## STORED DATA
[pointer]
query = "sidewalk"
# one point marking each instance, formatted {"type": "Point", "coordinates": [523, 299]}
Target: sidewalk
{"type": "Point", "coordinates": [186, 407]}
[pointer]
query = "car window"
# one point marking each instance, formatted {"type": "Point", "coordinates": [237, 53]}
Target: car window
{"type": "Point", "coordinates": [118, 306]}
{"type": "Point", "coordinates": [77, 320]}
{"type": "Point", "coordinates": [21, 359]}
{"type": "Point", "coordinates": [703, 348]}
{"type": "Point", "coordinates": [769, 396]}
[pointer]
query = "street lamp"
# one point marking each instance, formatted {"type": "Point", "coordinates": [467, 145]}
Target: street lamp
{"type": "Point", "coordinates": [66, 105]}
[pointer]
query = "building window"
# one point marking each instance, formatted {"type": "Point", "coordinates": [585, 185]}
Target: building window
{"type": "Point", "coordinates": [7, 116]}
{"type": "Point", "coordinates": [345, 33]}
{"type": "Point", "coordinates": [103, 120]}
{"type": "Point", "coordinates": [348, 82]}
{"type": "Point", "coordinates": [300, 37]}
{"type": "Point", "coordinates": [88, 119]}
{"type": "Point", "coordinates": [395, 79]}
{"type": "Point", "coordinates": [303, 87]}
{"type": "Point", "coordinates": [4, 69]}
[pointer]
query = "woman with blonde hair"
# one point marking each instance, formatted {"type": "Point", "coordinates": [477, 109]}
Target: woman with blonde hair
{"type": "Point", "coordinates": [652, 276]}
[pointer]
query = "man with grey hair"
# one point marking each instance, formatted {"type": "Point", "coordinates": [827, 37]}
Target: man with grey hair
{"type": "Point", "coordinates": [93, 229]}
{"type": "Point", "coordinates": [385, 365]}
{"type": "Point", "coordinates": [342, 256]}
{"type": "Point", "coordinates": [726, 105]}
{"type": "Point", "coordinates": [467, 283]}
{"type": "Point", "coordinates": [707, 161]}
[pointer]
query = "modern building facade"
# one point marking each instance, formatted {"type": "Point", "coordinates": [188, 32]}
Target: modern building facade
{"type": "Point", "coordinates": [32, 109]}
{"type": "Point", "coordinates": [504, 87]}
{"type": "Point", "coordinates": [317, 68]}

## WORK ORDER
The answer should reproduce all of the data without any alteration.

## TASK ANSWER
[pointer]
query = "sidewalk"
# one point marking each instance, formatted {"type": "Point", "coordinates": [523, 299]}
Target: sidewalk
{"type": "Point", "coordinates": [186, 407]}
[pointer]
query = "car window"
# one point marking each instance, formatted {"type": "Point", "coordinates": [237, 53]}
Target: car window
{"type": "Point", "coordinates": [118, 306]}
{"type": "Point", "coordinates": [77, 320]}
{"type": "Point", "coordinates": [21, 359]}
{"type": "Point", "coordinates": [703, 348]}
{"type": "Point", "coordinates": [769, 396]}
[pointer]
query = "street lamp"
# one point marking each instance, formatted {"type": "Point", "coordinates": [467, 145]}
Target: street lamp
{"type": "Point", "coordinates": [66, 105]}
[pointer]
query = "building window"
# one point marking each instance, formatted {"type": "Point", "coordinates": [585, 185]}
Target: building window
{"type": "Point", "coordinates": [7, 116]}
{"type": "Point", "coordinates": [345, 33]}
{"type": "Point", "coordinates": [103, 120]}
{"type": "Point", "coordinates": [348, 82]}
{"type": "Point", "coordinates": [300, 37]}
{"type": "Point", "coordinates": [88, 119]}
{"type": "Point", "coordinates": [395, 79]}
{"type": "Point", "coordinates": [303, 87]}
{"type": "Point", "coordinates": [4, 69]}
[pointer]
query = "woman with blonde hair"
# one point marking each instance, formatted {"type": "Point", "coordinates": [477, 109]}
Target: woman with blonde hair
{"type": "Point", "coordinates": [652, 276]}
[pointer]
query = "man with grey hair"
# one point marking each instance, formatted {"type": "Point", "coordinates": [827, 37]}
Target: man with grey hair
{"type": "Point", "coordinates": [93, 229]}
{"type": "Point", "coordinates": [385, 365]}
{"type": "Point", "coordinates": [342, 256]}
{"type": "Point", "coordinates": [726, 105]}
{"type": "Point", "coordinates": [467, 283]}
{"type": "Point", "coordinates": [707, 161]}
[pointer]
query = "modern building facade"
# one point marking each instance, formatted {"type": "Point", "coordinates": [188, 32]}
Target: modern building facade
{"type": "Point", "coordinates": [32, 109]}
{"type": "Point", "coordinates": [504, 87]}
{"type": "Point", "coordinates": [317, 68]}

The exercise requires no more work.